Set exercise | Starting from the line containing "Each instance of the black trousers", give again every line through the end of the entries, word for word. Pictures stay out of the copy.

[Stored entries]
--- start ---
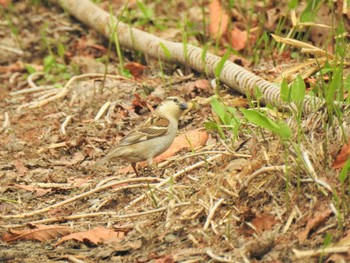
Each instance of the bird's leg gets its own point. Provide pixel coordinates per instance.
(133, 165)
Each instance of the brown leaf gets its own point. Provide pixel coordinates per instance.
(95, 236)
(135, 69)
(342, 157)
(264, 222)
(37, 190)
(238, 39)
(313, 223)
(218, 19)
(192, 140)
(40, 233)
(140, 102)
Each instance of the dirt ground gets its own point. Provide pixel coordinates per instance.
(222, 201)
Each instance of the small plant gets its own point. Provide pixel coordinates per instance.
(227, 121)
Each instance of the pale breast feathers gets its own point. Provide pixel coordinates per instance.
(153, 127)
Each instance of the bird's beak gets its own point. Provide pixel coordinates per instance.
(183, 106)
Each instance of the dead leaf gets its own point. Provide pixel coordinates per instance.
(37, 190)
(195, 87)
(140, 102)
(21, 169)
(345, 241)
(40, 233)
(218, 19)
(313, 223)
(95, 236)
(165, 259)
(342, 157)
(5, 3)
(238, 39)
(190, 140)
(78, 182)
(264, 222)
(135, 69)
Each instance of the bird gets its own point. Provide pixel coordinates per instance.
(152, 137)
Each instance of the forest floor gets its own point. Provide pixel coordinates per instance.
(215, 199)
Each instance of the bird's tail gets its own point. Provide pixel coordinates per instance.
(111, 155)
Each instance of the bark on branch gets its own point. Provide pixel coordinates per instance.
(232, 75)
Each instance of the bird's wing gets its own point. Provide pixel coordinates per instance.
(154, 127)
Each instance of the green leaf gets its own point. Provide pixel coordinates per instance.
(165, 50)
(285, 91)
(146, 11)
(281, 129)
(210, 125)
(219, 109)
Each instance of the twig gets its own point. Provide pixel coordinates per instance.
(30, 90)
(102, 110)
(217, 258)
(6, 123)
(211, 213)
(65, 89)
(261, 171)
(52, 146)
(173, 177)
(111, 214)
(316, 252)
(32, 76)
(65, 123)
(45, 209)
(11, 49)
(74, 259)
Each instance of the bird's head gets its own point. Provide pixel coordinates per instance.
(172, 106)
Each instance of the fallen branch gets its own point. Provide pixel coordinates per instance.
(232, 75)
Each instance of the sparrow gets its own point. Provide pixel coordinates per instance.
(151, 138)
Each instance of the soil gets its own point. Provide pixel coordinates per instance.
(243, 199)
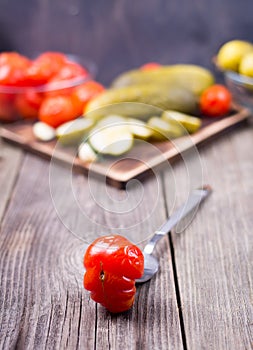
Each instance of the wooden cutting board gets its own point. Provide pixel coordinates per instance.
(143, 159)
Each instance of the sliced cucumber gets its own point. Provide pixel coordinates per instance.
(112, 140)
(112, 119)
(162, 130)
(73, 132)
(86, 153)
(139, 129)
(190, 123)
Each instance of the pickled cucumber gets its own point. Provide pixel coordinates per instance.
(139, 129)
(86, 153)
(190, 123)
(191, 77)
(160, 96)
(113, 140)
(163, 130)
(73, 132)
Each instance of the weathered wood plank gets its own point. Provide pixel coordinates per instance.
(10, 160)
(214, 253)
(43, 304)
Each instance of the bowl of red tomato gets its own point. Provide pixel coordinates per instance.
(52, 87)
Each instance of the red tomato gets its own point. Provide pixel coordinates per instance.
(112, 264)
(44, 67)
(85, 92)
(150, 66)
(57, 110)
(13, 68)
(28, 104)
(68, 71)
(215, 101)
(7, 110)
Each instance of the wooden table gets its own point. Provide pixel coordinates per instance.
(201, 297)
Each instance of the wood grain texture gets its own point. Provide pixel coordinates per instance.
(10, 160)
(214, 253)
(43, 304)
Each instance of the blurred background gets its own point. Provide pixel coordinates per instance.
(120, 34)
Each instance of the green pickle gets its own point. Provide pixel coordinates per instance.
(192, 77)
(163, 130)
(73, 132)
(160, 96)
(190, 123)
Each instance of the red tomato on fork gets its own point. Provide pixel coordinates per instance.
(112, 264)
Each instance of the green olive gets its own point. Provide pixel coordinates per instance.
(231, 53)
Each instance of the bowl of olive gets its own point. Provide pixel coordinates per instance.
(235, 60)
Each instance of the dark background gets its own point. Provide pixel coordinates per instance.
(122, 34)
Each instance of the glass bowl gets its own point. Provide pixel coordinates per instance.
(24, 102)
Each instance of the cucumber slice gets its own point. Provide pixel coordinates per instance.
(113, 140)
(86, 153)
(73, 132)
(139, 129)
(162, 130)
(111, 120)
(191, 124)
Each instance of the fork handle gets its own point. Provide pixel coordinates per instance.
(193, 201)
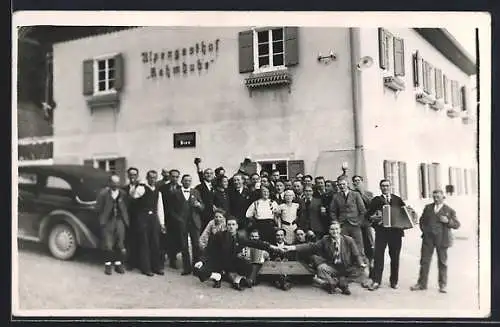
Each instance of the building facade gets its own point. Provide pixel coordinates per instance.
(301, 99)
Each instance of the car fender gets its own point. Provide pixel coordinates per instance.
(84, 236)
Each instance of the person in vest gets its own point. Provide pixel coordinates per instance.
(113, 219)
(131, 236)
(150, 224)
(436, 223)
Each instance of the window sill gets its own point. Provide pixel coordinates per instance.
(267, 79)
(453, 113)
(425, 98)
(111, 99)
(394, 83)
(437, 105)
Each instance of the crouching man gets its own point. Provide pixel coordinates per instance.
(113, 219)
(337, 259)
(223, 258)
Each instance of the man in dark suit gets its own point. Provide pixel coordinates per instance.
(113, 218)
(385, 236)
(336, 257)
(206, 191)
(186, 207)
(131, 233)
(239, 201)
(348, 209)
(223, 258)
(436, 223)
(171, 240)
(366, 228)
(312, 216)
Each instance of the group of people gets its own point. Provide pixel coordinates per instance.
(234, 224)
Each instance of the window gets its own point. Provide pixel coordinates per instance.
(391, 53)
(103, 75)
(27, 178)
(395, 172)
(270, 49)
(54, 182)
(104, 80)
(429, 179)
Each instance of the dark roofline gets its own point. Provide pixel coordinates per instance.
(449, 47)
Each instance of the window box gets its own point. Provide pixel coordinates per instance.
(266, 79)
(425, 98)
(453, 113)
(394, 83)
(437, 105)
(109, 100)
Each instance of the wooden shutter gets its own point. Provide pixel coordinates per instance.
(88, 77)
(445, 89)
(88, 162)
(416, 69)
(399, 57)
(383, 48)
(439, 83)
(463, 91)
(119, 72)
(245, 45)
(291, 46)
(295, 167)
(403, 184)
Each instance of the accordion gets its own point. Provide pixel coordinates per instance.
(397, 217)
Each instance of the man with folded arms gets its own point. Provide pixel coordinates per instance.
(337, 259)
(224, 258)
(436, 223)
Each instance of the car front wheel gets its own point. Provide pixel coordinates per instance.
(62, 242)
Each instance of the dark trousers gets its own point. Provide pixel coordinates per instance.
(392, 238)
(427, 250)
(114, 240)
(132, 243)
(356, 233)
(194, 234)
(149, 243)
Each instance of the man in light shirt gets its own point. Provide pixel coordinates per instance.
(113, 218)
(436, 223)
(150, 222)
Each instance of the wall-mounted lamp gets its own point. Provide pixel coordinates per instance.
(328, 58)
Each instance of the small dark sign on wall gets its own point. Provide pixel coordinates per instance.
(185, 140)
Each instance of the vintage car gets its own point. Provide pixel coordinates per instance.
(57, 207)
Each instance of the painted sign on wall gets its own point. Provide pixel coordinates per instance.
(182, 61)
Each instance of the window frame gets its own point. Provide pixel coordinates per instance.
(270, 41)
(96, 60)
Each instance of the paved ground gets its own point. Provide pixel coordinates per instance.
(47, 283)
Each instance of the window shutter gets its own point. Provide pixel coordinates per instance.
(88, 162)
(88, 77)
(439, 83)
(403, 186)
(445, 89)
(119, 73)
(416, 69)
(463, 91)
(245, 45)
(291, 46)
(383, 46)
(387, 169)
(399, 57)
(295, 167)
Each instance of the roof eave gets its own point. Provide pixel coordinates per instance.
(449, 47)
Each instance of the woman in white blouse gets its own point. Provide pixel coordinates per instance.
(263, 214)
(288, 212)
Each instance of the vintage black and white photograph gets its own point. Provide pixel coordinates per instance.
(250, 164)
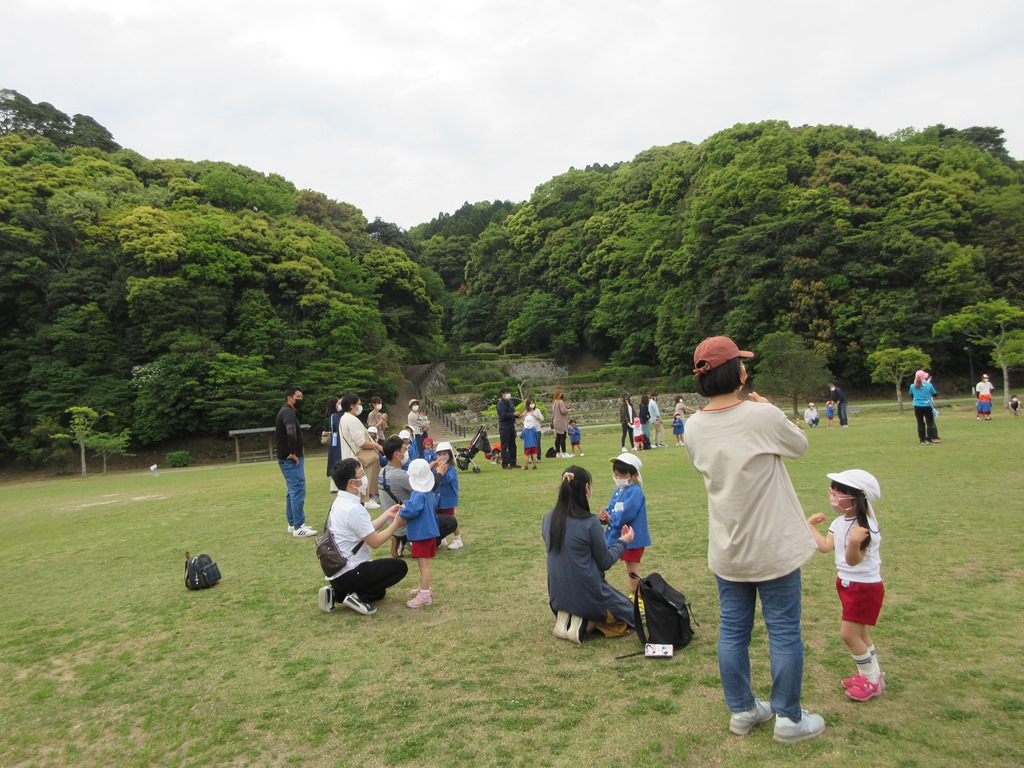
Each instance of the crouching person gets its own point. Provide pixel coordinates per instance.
(363, 582)
(578, 557)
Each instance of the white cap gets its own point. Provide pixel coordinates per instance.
(420, 476)
(858, 478)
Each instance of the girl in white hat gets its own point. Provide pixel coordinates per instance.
(855, 539)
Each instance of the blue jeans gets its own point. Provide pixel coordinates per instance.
(295, 499)
(780, 606)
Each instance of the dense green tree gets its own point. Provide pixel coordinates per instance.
(894, 366)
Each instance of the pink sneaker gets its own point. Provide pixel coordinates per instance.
(423, 598)
(866, 689)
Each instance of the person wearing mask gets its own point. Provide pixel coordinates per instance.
(506, 429)
(357, 443)
(364, 581)
(419, 424)
(288, 432)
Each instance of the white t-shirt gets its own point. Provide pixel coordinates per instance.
(349, 523)
(532, 419)
(757, 529)
(868, 569)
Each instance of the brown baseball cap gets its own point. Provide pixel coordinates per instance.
(714, 351)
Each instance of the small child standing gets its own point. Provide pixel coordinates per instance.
(573, 435)
(628, 507)
(448, 489)
(855, 539)
(637, 434)
(678, 427)
(420, 511)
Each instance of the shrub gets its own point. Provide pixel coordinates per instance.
(178, 459)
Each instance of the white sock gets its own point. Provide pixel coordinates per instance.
(867, 666)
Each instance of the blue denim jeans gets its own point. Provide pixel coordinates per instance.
(780, 606)
(295, 499)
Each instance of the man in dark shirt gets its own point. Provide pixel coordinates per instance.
(289, 433)
(506, 429)
(839, 397)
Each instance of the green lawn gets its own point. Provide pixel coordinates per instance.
(105, 659)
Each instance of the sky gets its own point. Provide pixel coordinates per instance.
(408, 109)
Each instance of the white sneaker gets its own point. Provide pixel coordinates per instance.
(326, 599)
(790, 732)
(742, 722)
(351, 601)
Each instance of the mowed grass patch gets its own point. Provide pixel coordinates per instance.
(107, 659)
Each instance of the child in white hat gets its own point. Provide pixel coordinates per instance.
(855, 538)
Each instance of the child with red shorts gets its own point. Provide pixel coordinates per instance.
(628, 507)
(420, 512)
(855, 539)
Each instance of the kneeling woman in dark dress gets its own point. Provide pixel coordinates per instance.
(578, 557)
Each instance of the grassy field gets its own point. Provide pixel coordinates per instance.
(105, 659)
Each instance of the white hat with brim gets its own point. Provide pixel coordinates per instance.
(858, 478)
(420, 476)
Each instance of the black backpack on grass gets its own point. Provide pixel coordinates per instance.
(201, 571)
(667, 611)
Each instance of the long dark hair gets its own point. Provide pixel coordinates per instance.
(571, 502)
(861, 509)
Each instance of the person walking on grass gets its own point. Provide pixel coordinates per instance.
(757, 538)
(420, 515)
(288, 434)
(923, 391)
(364, 581)
(855, 539)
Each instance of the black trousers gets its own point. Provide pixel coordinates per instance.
(507, 437)
(371, 580)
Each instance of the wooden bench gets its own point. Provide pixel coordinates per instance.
(256, 456)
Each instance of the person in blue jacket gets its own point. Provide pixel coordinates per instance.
(923, 391)
(628, 507)
(448, 488)
(419, 512)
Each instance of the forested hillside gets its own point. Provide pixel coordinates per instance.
(181, 297)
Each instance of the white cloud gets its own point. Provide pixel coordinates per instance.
(407, 109)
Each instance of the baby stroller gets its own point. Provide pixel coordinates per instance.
(464, 457)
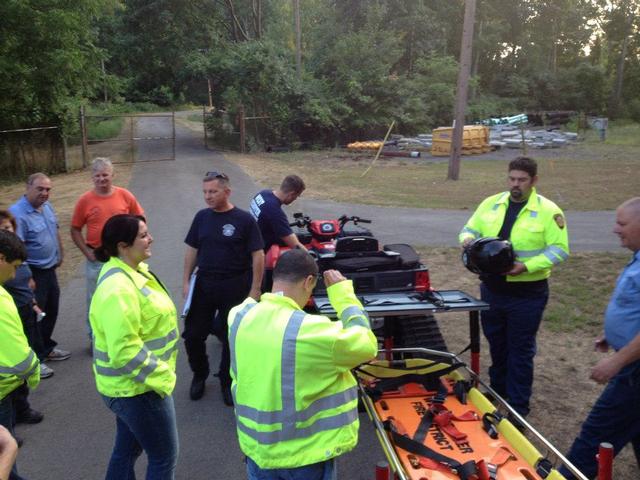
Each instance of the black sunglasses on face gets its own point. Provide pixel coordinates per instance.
--- end ---
Result of this task |
Each instance of the black trousers gets its own point. Provide pixel coordinates per instance.
(507, 437)
(371, 580)
Each instance of the wooden bench gets its own point. Provide pixel coordinates per instance.
(256, 456)
Each instance of the person in blue jacket gets its own point. Provide pixel coordinates per instance.
(923, 391)
(628, 507)
(448, 488)
(419, 512)
Each instance of the forested hillside gets its own point. Provide pixel coordinates per instance.
(181, 297)
Each instance of the white cloud gets its own point. Provide pixel coordinates per instance.
(407, 109)
Each instance of the baby stroller gets its own point. Provide pixel coordinates per instance.
(464, 457)
Each instance of the black sunglasses on face gets its own point. Provide pixel coordinates per instance.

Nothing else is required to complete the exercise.